Exercises to complete:
a) Answer these from the Super Model synopsis:
(i) Which actor plays the wine baron?
(ii) Where is the bikini calendar shoot contest held?
(iii) On what date was the film released worldwide?
b) Carry on the Super Model synopsis from its final sentence.

Selection:
Start

Super Model is a 2013 Hindi thriller featuring Veena Malik and Ashmit Patel in the lead roles. The supporting cast includes Harsh Chhaya and Jackie Shroff.  It was released worldwide on 27 September.

Plot
Every girl harbors a secret desire to make it big in the glamorous world of showbiz and becoming a hot shot model is one of the obvious routes to fame and glory. However, many such aspirants tend to overlook the struggle, competition and politics associated with this challenging profession.

Super Model depicts their moment of glory. The story revolves around five models who participate in a bikini calendar shoot contest in the Fiji Islands to fulfill their dream of becoming a super model. 
When they reach the islands, rival games start and all the models get trapped in a conspiracy which is set off by the murder of one of the contestants. It is the journey of aspiring models into the fashion industry. It is about the professional and personal struggle that middle class girls have to go through to finally achieve.

A wine baron (Harsh Chhaya) is scouting for Super Models to endorse & launch his new wine brand in the market. He recruits a photographer (Ashmit Patel) to organize a talent hunt in Fiji for the same. A midst this backdrop, an upcoming model (Veena Malik) faces competition from other beauties for the endorsement deal until the contestants mysteriously start getting murdered one by one and the needle of blame seems to point towards her!

End

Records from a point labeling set
Start

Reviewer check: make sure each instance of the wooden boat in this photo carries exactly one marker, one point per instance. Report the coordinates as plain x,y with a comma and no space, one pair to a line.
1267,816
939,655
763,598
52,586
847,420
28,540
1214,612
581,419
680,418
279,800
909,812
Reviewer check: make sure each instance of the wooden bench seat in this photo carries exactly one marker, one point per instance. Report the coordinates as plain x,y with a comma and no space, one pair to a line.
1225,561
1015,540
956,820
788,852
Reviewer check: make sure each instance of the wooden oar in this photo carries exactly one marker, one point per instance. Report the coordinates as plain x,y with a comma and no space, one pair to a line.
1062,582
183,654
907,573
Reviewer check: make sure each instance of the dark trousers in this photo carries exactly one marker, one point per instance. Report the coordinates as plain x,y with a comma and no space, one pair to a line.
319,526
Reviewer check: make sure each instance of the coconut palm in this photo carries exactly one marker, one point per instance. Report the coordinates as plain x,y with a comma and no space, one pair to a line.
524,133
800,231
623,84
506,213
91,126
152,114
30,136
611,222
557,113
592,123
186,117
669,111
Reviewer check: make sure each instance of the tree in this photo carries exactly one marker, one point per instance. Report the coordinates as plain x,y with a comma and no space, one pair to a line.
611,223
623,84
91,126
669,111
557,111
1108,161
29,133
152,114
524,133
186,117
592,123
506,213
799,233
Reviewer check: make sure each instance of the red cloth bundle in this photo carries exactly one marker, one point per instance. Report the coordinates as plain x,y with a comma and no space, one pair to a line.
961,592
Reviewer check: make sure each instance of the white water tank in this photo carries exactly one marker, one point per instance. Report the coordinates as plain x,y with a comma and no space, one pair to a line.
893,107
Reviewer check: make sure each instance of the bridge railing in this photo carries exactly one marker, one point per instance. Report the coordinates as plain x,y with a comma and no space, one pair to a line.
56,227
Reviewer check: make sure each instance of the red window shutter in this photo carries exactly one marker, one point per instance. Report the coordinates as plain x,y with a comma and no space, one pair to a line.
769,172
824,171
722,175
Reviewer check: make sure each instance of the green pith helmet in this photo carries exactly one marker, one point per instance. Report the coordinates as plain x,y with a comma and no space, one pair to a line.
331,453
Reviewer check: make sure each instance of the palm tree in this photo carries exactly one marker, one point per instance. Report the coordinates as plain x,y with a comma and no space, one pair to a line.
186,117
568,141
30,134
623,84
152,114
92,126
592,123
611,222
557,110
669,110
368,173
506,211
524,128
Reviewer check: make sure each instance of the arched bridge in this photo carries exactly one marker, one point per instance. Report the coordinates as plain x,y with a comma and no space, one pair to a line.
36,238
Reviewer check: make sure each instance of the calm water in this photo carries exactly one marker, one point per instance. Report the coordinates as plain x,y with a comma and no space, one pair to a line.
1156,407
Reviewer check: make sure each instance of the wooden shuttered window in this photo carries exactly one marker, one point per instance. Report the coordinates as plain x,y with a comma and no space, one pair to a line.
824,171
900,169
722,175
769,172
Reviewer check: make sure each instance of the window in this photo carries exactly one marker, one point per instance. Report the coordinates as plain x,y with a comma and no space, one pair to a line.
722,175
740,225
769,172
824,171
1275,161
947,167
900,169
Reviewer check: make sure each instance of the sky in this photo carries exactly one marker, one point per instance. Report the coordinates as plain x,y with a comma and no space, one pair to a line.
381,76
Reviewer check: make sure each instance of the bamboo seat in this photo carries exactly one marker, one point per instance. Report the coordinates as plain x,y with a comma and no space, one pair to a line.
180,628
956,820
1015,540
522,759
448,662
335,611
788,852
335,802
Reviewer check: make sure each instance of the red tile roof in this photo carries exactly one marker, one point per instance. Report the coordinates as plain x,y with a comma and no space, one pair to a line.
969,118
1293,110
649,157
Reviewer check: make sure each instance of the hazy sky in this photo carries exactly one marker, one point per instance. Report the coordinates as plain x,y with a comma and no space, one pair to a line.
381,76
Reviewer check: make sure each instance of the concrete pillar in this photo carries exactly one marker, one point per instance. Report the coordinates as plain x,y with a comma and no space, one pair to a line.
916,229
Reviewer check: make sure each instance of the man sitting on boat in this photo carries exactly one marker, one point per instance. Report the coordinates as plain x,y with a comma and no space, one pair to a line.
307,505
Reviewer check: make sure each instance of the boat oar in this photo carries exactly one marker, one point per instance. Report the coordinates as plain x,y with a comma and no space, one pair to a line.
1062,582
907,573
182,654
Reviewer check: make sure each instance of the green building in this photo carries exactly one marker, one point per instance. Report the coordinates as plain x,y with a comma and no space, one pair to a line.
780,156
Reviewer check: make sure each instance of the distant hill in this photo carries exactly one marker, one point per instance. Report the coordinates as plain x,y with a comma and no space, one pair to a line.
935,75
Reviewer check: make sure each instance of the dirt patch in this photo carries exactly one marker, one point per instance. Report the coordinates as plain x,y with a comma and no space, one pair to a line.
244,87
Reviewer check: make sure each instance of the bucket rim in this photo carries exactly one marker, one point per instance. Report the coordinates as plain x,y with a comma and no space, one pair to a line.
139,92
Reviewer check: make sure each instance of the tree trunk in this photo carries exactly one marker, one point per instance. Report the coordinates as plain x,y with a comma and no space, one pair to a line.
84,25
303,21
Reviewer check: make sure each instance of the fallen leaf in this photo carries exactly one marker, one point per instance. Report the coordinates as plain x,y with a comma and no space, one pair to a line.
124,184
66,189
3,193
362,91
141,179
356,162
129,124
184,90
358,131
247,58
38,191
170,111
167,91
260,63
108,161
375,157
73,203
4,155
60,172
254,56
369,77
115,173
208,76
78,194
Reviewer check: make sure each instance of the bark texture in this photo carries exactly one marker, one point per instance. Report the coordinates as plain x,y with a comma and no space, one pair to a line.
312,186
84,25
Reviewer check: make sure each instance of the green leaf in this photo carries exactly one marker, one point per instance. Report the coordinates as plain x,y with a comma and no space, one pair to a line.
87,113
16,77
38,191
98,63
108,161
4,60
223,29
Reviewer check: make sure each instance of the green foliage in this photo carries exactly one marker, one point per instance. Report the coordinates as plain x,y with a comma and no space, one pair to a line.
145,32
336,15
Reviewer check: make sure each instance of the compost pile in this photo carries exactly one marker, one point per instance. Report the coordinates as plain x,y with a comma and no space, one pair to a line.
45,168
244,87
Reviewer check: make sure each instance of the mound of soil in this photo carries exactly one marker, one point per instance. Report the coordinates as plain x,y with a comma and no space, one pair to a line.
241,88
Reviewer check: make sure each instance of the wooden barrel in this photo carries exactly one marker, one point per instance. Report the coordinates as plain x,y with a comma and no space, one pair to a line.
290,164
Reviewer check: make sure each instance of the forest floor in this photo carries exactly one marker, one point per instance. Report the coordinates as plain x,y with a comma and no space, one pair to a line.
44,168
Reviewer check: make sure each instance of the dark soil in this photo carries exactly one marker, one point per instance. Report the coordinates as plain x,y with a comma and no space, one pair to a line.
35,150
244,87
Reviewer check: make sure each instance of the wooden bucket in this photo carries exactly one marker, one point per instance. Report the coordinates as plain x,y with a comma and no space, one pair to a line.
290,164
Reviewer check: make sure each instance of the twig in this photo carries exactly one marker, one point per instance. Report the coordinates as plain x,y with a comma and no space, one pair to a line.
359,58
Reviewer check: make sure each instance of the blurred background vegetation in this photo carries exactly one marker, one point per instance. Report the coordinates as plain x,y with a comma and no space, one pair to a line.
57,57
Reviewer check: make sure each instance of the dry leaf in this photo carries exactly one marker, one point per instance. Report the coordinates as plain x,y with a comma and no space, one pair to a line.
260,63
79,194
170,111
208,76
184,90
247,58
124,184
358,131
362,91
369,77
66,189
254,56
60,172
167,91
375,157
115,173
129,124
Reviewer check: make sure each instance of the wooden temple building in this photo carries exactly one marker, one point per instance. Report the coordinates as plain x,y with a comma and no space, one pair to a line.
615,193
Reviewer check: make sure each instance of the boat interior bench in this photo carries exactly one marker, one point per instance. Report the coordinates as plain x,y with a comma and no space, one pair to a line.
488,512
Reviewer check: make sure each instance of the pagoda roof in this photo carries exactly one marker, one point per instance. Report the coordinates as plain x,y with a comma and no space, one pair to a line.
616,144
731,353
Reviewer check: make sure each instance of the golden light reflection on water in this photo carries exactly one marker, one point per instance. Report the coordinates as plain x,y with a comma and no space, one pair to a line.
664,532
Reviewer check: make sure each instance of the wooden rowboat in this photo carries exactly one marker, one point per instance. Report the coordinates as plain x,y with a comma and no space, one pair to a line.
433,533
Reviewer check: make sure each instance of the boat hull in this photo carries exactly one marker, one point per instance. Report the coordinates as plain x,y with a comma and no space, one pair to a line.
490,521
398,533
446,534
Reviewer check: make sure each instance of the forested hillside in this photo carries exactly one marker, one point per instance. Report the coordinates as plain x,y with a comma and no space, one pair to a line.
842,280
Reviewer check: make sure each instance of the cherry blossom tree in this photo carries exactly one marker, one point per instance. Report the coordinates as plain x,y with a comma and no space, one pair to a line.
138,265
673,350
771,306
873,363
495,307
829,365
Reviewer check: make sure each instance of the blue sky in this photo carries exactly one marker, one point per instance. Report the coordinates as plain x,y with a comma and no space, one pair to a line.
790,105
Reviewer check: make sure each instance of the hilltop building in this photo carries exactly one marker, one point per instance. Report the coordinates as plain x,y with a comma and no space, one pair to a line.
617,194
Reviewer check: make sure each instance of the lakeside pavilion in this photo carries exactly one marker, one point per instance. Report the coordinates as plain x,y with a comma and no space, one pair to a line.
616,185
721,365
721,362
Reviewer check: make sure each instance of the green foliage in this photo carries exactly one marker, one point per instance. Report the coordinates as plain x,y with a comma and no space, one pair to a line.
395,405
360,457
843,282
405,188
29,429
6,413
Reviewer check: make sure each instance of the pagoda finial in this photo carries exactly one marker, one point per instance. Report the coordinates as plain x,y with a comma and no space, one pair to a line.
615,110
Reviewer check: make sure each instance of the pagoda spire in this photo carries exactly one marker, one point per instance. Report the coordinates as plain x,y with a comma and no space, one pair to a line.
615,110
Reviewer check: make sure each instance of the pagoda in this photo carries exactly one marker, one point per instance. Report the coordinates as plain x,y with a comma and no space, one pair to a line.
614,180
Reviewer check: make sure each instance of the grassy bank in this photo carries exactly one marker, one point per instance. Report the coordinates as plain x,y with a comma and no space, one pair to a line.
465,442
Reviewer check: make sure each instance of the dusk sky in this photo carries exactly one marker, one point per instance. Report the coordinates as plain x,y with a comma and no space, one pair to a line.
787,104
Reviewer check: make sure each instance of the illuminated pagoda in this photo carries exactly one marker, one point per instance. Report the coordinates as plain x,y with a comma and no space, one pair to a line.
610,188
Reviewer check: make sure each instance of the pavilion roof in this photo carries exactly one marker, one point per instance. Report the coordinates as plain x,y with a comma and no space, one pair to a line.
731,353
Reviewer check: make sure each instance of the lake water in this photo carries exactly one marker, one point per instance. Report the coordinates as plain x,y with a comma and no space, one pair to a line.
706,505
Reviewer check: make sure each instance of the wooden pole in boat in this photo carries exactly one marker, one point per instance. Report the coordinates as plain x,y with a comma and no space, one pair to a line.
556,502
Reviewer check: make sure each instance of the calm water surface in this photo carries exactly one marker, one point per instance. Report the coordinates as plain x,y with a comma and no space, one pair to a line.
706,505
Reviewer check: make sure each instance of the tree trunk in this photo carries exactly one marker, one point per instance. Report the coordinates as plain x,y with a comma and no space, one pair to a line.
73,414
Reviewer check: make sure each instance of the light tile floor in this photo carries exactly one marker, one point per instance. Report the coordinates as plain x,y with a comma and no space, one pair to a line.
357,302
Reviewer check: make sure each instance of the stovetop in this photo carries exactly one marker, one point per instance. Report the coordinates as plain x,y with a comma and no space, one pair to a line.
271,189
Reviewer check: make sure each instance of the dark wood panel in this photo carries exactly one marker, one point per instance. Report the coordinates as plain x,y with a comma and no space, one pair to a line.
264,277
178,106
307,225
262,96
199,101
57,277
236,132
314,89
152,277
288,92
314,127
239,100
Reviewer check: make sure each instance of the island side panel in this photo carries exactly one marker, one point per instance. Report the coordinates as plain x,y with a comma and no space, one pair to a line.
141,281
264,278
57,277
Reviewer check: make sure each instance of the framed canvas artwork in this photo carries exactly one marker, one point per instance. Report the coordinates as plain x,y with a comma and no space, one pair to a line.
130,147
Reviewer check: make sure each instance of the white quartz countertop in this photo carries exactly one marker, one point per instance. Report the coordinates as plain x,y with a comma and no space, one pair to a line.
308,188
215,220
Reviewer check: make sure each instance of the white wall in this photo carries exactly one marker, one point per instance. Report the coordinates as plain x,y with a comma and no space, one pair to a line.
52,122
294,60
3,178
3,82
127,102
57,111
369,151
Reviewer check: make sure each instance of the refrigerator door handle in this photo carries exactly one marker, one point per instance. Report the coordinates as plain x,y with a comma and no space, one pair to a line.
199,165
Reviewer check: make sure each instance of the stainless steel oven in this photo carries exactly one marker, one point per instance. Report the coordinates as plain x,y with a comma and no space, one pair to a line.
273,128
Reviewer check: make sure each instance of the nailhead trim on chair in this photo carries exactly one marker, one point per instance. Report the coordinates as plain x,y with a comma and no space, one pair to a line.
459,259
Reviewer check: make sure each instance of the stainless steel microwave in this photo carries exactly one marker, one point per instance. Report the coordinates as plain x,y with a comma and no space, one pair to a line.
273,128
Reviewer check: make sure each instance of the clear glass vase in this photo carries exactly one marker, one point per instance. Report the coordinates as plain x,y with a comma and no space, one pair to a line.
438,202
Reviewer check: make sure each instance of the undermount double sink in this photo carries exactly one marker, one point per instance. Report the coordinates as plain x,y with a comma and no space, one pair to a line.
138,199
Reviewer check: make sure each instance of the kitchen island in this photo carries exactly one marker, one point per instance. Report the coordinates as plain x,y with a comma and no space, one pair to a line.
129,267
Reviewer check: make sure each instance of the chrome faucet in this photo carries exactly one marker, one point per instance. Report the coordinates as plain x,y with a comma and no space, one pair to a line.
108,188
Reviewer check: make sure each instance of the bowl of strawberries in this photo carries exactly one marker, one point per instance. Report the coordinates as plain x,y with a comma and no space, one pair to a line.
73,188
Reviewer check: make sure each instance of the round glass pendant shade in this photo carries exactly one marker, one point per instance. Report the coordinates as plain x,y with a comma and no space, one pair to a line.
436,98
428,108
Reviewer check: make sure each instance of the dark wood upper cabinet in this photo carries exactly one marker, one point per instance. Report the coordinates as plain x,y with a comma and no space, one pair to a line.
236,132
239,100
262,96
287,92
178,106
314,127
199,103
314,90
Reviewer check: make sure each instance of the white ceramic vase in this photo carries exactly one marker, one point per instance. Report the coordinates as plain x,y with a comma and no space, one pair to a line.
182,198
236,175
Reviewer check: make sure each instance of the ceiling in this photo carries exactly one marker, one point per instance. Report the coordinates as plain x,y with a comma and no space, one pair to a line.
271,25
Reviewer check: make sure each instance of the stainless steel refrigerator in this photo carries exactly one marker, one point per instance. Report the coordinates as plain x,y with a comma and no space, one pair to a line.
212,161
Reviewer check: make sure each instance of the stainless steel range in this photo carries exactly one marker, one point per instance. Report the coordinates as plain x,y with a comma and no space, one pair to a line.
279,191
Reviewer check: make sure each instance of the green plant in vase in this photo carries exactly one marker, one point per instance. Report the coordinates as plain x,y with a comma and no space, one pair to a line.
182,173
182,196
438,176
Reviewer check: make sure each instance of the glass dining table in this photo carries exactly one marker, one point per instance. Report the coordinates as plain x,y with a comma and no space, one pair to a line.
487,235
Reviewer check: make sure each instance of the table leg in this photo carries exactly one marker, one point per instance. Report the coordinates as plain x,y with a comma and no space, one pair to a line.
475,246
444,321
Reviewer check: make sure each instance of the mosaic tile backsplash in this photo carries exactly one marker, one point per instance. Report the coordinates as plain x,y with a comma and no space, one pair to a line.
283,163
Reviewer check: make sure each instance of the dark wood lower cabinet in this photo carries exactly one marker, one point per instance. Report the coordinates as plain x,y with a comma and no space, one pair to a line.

End

Solved tasks:
a)
(i) Harsh Chhaya
(ii) The Fiji Islands
(iii) 27 September

b)
Cast
 Ashmit Patel as Vijay Malia/Monty
 Veena Malik as Rupali
 Harsh Chhaya as Dev Walia
 Bobby Darling as Bobby
 Adi Irani as Rohit
 Jackie Shroff
 Nataliya Kozhenova
 Aparna Jadhav
 Sana Oberoi
 Manu Rajappq
 Vishakha Gupta
 Prabha Ali
 Wahid Ali

Soundtrack

Controversy
Veena Malik, Pakistani actress claimed that the poster of the Poonam Pandey starrer, Nasha is a copy of her film, SuperModel. She claims that the poster of her movie is original and was shot 9 months before the release of the film. She also said that she hopes the sequences of her film are safe until the release.

Another controversy revolving around her is that she has worn too many bikinis in the film and doesn't intend on wearing it ever again.

Critical reception
Super Model was panned by critics upon release.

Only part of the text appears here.